(Rows excerpted from a collection)
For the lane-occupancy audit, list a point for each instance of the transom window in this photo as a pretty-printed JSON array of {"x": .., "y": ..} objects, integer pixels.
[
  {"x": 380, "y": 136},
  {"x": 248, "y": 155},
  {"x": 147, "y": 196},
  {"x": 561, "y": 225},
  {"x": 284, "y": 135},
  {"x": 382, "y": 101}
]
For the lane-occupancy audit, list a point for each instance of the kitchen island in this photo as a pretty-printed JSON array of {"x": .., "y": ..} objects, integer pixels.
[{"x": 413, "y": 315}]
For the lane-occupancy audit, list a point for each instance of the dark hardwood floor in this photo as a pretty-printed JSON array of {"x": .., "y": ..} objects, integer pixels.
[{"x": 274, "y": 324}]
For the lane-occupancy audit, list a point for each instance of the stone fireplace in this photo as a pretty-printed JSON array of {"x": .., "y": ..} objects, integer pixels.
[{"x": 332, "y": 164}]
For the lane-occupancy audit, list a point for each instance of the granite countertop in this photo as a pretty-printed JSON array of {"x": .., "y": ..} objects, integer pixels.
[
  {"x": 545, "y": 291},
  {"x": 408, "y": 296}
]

REQUIREMENTS:
Turn every line of the rows above into a JSON list of strings, one string per line, leaving out blank lines.

THE ANSWER:
[
  "For the lane-occupancy audit, list a point for each instance of the transom window in this photo as a pretty-printed JSON array of {\"x\": .., \"y\": ..} objects, integer pixels.",
  "[",
  "  {\"x\": 380, \"y\": 136},",
  "  {\"x\": 248, \"y\": 155},",
  "  {\"x\": 147, \"y\": 196},",
  "  {\"x\": 561, \"y\": 225},",
  "  {\"x\": 284, \"y\": 135},",
  "  {\"x\": 382, \"y\": 101}",
  "]",
  "For the lane-occupancy audit, list a point for each instance of the kitchen island in this photo as a pretty-printed JSON array of {\"x\": .., \"y\": ..} objects, integer pixels.",
  "[{\"x\": 413, \"y\": 315}]",
  "For the lane-occupancy audit, list a point for each instance of the dark hardwood floor in this photo as a pretty-printed JSON array of {\"x\": .., \"y\": ..} objects, integer pixels.",
  "[{\"x\": 274, \"y\": 324}]",
  "For the lane-occupancy audit, list a point for each instance of the stone fireplace in this photo as a pretty-printed JSON array of {\"x\": .., \"y\": ..} objects, integer pixels.",
  "[{\"x\": 332, \"y\": 164}]",
  "For the lane-occupancy audit, list a point for each instance of the granite countertop in this photo as a pretty-printed JSON array of {\"x\": .., \"y\": ..} objects, integer pixels.",
  "[",
  "  {\"x\": 545, \"y\": 291},",
  "  {\"x\": 408, \"y\": 296}",
  "]"
]